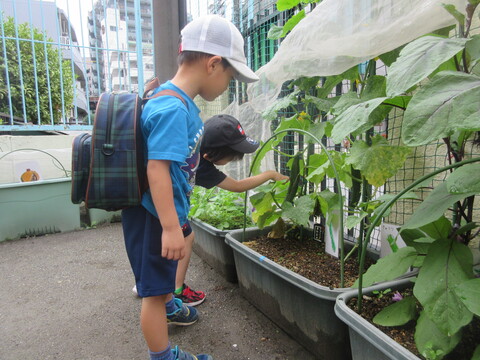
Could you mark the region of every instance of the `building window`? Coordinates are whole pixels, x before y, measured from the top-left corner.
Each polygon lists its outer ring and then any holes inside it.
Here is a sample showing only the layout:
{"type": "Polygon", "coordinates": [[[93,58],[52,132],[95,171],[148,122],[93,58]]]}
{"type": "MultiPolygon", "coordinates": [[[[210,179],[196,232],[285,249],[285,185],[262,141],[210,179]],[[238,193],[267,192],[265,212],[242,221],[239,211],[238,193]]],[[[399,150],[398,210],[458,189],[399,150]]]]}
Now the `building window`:
{"type": "Polygon", "coordinates": [[[113,26],[113,25],[110,25],[110,31],[117,31],[117,27],[113,26]]]}

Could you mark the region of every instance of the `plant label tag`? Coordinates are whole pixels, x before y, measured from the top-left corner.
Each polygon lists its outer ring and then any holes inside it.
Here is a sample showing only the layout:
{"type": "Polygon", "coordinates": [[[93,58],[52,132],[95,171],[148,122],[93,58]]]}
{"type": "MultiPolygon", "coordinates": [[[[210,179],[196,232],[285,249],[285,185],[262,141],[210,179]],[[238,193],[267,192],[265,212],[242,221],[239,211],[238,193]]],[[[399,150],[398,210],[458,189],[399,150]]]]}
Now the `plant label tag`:
{"type": "Polygon", "coordinates": [[[313,240],[323,241],[323,226],[322,224],[313,224],[313,240]]]}

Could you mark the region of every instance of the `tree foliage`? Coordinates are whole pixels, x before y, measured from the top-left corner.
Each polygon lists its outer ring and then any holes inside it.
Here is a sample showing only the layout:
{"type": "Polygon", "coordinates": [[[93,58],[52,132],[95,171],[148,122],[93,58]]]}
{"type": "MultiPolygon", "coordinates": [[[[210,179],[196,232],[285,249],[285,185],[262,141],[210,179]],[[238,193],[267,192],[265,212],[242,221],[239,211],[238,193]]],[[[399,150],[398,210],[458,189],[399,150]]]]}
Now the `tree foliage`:
{"type": "Polygon", "coordinates": [[[52,39],[28,23],[16,25],[14,19],[8,17],[3,21],[3,27],[4,36],[0,37],[0,112],[10,114],[10,92],[13,116],[23,118],[25,108],[30,123],[38,124],[39,119],[41,124],[49,124],[52,119],[59,123],[62,93],[65,112],[73,102],[75,79],[70,62],[63,60],[61,50],[52,44],[52,39]]]}

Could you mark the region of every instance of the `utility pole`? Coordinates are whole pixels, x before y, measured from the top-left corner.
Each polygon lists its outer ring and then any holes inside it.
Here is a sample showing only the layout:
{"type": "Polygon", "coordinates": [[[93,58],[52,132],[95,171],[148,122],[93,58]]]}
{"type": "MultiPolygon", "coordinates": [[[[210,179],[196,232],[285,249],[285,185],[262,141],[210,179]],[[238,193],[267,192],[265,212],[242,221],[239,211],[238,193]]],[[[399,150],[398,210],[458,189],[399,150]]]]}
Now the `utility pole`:
{"type": "Polygon", "coordinates": [[[153,0],[155,76],[160,83],[177,71],[180,30],[187,22],[186,0],[153,0]]]}

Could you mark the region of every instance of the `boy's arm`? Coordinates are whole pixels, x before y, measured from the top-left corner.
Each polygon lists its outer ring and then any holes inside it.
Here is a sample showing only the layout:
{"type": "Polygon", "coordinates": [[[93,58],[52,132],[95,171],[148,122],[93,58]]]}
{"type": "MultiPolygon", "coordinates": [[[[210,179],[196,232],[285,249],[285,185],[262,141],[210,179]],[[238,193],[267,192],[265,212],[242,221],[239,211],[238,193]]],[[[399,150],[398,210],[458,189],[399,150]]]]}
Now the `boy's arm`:
{"type": "Polygon", "coordinates": [[[163,229],[162,257],[180,260],[185,256],[185,239],[173,200],[170,161],[149,160],[147,177],[153,203],[163,229]]]}
{"type": "Polygon", "coordinates": [[[257,186],[262,185],[268,180],[288,180],[288,176],[282,175],[276,171],[268,170],[259,175],[250,176],[242,180],[235,180],[230,176],[227,176],[225,180],[219,183],[217,186],[221,189],[233,191],[233,192],[243,192],[246,190],[251,190],[257,186]]]}

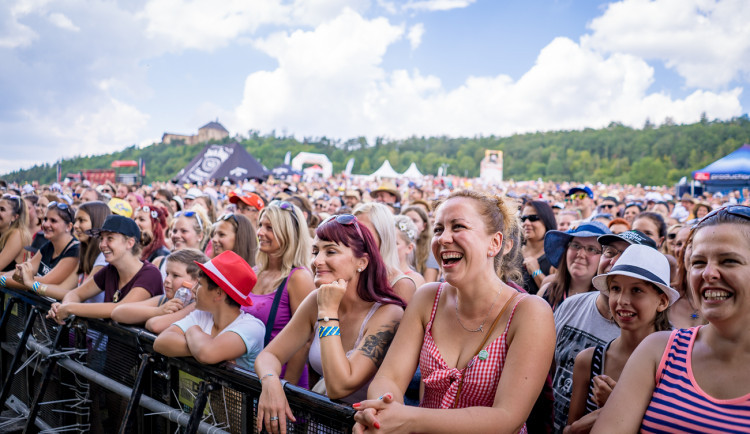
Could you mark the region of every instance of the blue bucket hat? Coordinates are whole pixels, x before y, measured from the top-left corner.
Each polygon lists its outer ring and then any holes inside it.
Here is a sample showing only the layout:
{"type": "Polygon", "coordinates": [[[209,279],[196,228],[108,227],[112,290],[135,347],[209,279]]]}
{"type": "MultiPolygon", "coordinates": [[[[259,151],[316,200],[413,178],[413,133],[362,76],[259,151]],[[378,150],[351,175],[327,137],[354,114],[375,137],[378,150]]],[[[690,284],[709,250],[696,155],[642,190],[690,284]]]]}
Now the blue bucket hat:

= Assignment =
What you return must match the records letter for letter, except that the pictures stay out.

= Exercise response =
Could you mark the region of every instance of the `building window`? Coordinates are whole pixels, x before y, measured from the top-left corner.
Each polygon lists its outer ring and then any holes inside it.
Here is a sample showing only the layout:
{"type": "Polygon", "coordinates": [[[93,58],[52,132],[95,171],[148,122],[93,58]]]}
{"type": "MultiPolygon", "coordinates": [[[[210,179],[196,232],[285,249],[285,185],[262,141],[210,179]],[[238,193],[267,192],[265,212],[242,221],[239,211],[238,193]]],[[[399,150],[398,210],[458,189],[399,150]]]]}
Now the `building window`:
{"type": "Polygon", "coordinates": [[[113,26],[113,25],[110,25],[110,31],[117,31],[117,27],[113,26]]]}

Could you mark the region of every instance of the `plant label tag`? Coordinates are whole pixels, x before y, measured from the top-left corner.
Each polygon lists its outer ring and then any holes inside it.
Here is a sample showing only the layout:
{"type": "Polygon", "coordinates": [[[93,58],[52,132],[95,171],[148,122],[93,58]]]}
{"type": "MultiPolygon", "coordinates": [[[[210,179],[196,232],[285,249],[285,185],[262,141],[210,179]],[[238,193],[267,192],[265,212],[242,221],[239,211],[238,193]]],[[[399,150],[398,210],[458,189],[399,150]]]]}
Now the `plant label tag`:
{"type": "Polygon", "coordinates": [[[313,240],[323,241],[323,226],[322,224],[313,224],[313,240]]]}

Could you mark the region of every instance of the `tree foliage`? Coordinates are whole pixels, x before y, measured from the top-left corner.
Each polygon lists its outer ring and then any holes inside it.
Here is a sample showing only the layout:
{"type": "Polygon", "coordinates": [[[93,58],[52,132],[95,171],[148,122],[93,58]]]}
{"type": "MultiPolygon", "coordinates": [[[[210,179],[196,232],[285,249],[285,185],[262,141],[210,179]],[[238,193],[267,192],[265,212],[242,221],[239,211],[238,193]]],[[[399,150],[398,210],[458,189],[399,150]]]]}
Now the `tree foliage`:
{"type": "Polygon", "coordinates": [[[52,39],[28,23],[16,25],[14,19],[8,17],[3,21],[3,27],[4,36],[0,37],[0,112],[10,114],[10,92],[13,116],[23,118],[25,108],[30,123],[38,124],[39,119],[41,124],[49,124],[52,119],[59,123],[62,93],[65,112],[73,102],[75,79],[70,62],[63,60],[61,50],[52,44],[52,39]]]}

Could you mark the region of every instance of the `utility pole`? Coordinates are whole pixels, x before y, measured from the top-left corner.
Each polygon lists its outer ring and then any holes inside it.
Here is a sample showing only the layout:
{"type": "Polygon", "coordinates": [[[93,58],[52,132],[95,171],[148,122],[93,58]]]}
{"type": "MultiPolygon", "coordinates": [[[[210,179],[196,232],[285,249],[285,185],[262,141],[210,179]],[[238,193],[267,192],[265,212],[242,221],[239,211],[238,193]]],[[[399,150],[398,210],[458,189],[399,150]]]]}
Now the `utility pole`:
{"type": "Polygon", "coordinates": [[[153,0],[155,76],[160,83],[177,71],[180,30],[187,22],[186,0],[153,0]]]}

Could you mark the region of every instance of the `boy's arm`? Coordinates are whole pixels, x before y, measured from the top-left corner.
Each polygon lists its outer ring and then any holes inside it.
Here is a sample showing only the layout:
{"type": "Polygon", "coordinates": [[[93,58],[52,132],[95,171],[148,122],[93,58]]]}
{"type": "MultiPolygon", "coordinates": [[[[210,179],[196,232],[285,249],[285,185],[262,141],[210,179]],[[238,193],[267,192],[265,212],[242,221],[239,211],[238,193]]],[[[399,150],[398,210],[458,189],[399,150]]]]}
Now the `boy's arm`:
{"type": "Polygon", "coordinates": [[[163,229],[162,257],[180,260],[185,256],[185,239],[173,200],[170,161],[149,160],[147,177],[153,203],[163,229]]]}
{"type": "Polygon", "coordinates": [[[257,186],[262,185],[268,180],[288,180],[288,176],[282,175],[276,171],[268,170],[259,175],[250,176],[242,180],[235,180],[230,176],[227,176],[225,180],[219,183],[217,186],[221,189],[233,191],[233,192],[243,192],[246,190],[251,190],[257,186]]]}

Could you mark the region of every instance of the blue bucket hat? Coordinates are whole pixels, x before y, measured from the top-left corner.
Each polygon lists its outer ring and then any holes inside it.
Here is a sample showing only the layout:
{"type": "Polygon", "coordinates": [[[209,279],[196,228],[108,227],[112,290],[135,347],[209,279]]]}
{"type": "MultiPolygon", "coordinates": [[[[259,151],[316,200],[413,178],[413,133],[362,76],[259,151]],[[378,150],[351,175],[327,137],[354,114],[375,137],[378,150]]],[[[690,284],[709,250],[696,155],[642,190],[690,284]]]]}
Now the blue bucket hat:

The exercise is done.